◆ **YOUR GOAL**:
List each line of the entries below that contains the string "hair", treating uppercase and lowercase letters as distinct.
※ ※ ※
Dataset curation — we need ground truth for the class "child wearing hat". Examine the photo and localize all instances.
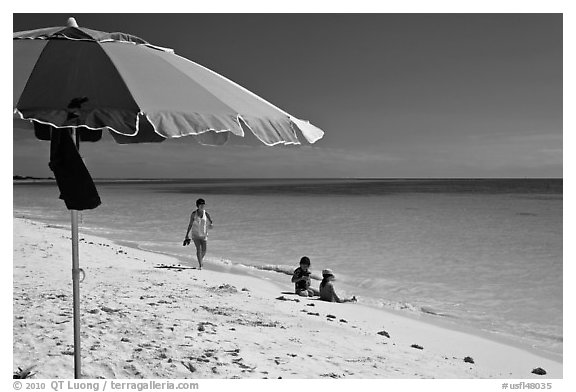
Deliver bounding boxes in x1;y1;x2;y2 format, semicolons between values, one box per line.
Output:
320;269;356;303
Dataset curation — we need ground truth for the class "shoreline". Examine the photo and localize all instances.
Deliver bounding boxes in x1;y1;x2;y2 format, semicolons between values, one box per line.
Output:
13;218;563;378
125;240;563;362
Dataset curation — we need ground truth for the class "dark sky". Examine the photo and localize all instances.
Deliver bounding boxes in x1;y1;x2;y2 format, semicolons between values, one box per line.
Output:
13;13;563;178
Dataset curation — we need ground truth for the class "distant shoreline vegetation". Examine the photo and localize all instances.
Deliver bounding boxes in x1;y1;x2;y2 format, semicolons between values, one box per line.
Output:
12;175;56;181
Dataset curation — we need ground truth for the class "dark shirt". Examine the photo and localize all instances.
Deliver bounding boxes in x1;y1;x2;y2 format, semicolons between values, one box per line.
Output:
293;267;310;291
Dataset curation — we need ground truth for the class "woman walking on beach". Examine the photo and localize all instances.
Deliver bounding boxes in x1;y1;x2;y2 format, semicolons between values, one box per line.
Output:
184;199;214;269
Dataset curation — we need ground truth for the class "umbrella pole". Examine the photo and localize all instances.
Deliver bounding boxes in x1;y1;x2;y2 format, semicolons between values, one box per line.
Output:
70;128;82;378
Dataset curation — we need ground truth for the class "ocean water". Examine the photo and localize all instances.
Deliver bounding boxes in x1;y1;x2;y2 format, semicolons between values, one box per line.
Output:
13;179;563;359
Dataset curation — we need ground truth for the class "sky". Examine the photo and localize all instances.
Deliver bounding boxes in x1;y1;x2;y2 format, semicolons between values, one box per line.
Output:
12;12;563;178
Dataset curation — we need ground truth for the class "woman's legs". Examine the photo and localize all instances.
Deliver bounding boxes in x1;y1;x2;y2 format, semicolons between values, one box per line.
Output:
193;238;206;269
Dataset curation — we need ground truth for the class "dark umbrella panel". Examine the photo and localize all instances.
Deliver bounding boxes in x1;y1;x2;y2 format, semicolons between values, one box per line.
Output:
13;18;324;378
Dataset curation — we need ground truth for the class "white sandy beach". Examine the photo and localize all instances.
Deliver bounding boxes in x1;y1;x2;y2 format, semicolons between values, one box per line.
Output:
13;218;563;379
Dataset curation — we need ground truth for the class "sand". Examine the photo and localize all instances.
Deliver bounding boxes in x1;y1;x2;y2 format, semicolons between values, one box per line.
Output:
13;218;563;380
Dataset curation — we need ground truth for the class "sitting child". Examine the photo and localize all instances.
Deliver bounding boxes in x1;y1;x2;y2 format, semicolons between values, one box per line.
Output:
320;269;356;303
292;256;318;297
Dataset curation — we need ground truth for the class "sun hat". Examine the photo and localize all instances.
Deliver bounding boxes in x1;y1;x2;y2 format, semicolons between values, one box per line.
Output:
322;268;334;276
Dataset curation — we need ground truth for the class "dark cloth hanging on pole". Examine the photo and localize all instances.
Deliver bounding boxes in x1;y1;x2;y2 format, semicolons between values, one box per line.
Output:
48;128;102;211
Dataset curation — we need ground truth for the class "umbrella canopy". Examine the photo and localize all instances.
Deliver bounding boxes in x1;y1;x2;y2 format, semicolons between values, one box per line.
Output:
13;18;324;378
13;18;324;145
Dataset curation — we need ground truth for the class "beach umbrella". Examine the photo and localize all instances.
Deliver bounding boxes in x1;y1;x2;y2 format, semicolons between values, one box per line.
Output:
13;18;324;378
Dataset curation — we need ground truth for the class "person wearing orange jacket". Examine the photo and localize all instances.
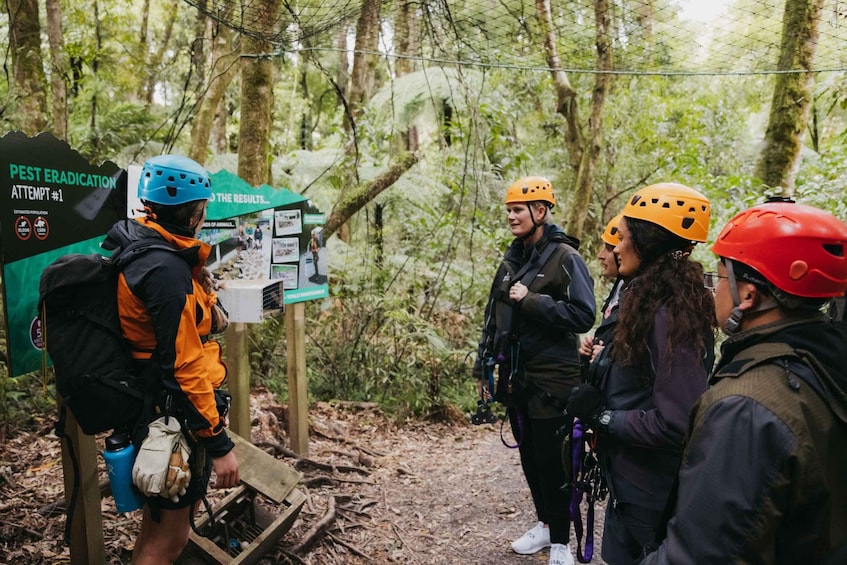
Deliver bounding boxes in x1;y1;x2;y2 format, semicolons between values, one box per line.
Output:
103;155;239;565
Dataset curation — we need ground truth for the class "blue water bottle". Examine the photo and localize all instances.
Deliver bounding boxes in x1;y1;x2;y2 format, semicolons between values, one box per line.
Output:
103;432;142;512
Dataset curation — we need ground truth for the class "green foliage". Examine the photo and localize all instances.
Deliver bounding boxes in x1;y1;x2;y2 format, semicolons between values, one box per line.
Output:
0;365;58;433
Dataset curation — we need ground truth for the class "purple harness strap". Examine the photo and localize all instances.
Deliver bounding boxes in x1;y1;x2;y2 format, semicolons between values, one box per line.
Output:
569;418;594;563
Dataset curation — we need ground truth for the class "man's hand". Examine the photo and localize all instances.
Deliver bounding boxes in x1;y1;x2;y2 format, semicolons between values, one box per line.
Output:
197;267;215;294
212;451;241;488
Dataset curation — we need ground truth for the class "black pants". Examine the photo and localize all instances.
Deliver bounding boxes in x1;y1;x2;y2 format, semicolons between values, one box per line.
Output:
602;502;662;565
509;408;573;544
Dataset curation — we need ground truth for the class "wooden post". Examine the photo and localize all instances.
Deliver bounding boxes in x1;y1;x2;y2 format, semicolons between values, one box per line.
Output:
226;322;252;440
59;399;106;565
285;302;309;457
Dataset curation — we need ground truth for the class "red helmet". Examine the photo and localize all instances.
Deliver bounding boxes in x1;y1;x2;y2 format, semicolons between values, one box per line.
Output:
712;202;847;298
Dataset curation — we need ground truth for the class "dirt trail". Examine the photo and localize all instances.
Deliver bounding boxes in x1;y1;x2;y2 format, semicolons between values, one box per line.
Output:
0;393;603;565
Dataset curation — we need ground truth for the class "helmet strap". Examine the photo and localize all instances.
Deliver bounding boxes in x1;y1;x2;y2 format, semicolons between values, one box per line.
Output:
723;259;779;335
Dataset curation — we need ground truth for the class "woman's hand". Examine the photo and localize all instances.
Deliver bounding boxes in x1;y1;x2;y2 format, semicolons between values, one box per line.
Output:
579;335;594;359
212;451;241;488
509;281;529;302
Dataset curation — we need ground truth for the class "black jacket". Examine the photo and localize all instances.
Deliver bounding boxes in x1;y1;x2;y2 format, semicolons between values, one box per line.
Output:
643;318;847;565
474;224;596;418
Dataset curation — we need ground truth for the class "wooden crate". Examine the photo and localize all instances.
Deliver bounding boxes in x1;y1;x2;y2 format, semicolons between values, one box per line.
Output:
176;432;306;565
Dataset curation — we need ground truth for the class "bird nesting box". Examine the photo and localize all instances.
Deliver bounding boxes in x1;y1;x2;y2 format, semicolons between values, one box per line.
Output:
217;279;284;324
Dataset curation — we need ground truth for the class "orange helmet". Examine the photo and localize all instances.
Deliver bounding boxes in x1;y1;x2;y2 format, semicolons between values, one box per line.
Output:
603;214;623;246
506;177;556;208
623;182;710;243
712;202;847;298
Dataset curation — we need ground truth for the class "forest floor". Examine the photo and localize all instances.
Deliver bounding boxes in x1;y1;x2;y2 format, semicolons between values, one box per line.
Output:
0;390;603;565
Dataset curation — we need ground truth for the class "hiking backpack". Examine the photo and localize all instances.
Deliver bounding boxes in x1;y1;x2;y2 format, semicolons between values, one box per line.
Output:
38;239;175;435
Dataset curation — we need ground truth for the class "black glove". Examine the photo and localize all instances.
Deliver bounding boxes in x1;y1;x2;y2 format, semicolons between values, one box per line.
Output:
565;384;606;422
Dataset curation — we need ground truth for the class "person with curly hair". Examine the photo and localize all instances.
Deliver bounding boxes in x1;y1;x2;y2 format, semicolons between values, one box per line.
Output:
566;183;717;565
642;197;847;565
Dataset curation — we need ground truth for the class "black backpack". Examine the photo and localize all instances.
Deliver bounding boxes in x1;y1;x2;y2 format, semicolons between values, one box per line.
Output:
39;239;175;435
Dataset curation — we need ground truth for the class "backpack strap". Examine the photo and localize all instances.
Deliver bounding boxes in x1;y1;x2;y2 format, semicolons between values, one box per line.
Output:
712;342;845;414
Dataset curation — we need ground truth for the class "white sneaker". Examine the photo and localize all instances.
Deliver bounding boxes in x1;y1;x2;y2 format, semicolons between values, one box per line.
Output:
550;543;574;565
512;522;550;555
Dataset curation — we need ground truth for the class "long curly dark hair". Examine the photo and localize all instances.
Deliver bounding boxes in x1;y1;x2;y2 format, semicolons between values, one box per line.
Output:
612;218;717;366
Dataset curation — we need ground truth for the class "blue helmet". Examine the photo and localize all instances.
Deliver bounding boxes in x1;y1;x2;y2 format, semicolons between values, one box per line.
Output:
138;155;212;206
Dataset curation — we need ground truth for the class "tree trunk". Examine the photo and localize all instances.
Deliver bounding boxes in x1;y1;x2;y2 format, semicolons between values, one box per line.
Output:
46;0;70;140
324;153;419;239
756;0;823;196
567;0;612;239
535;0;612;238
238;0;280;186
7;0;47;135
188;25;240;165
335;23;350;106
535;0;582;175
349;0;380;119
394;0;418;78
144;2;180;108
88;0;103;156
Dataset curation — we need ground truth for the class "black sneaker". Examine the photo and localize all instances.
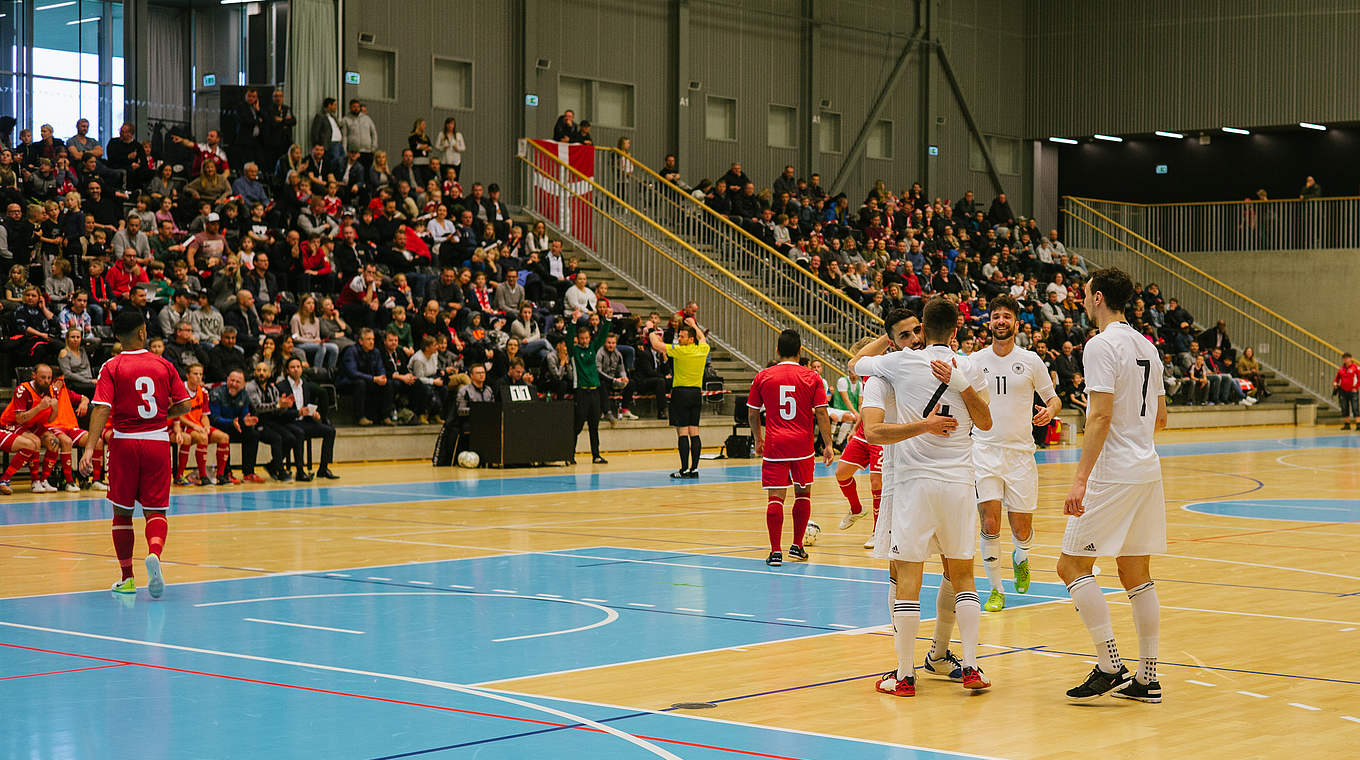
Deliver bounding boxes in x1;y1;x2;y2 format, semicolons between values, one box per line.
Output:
※ ※ ※
◆ **TASK RESPONSE**:
Dataset curation — we need ground truth for the class "person with curly hair". Examine the photo and localize all instances.
Dataset curation — we need ground truth for the class "long curly dark hair". Examine the photo and localize all instances.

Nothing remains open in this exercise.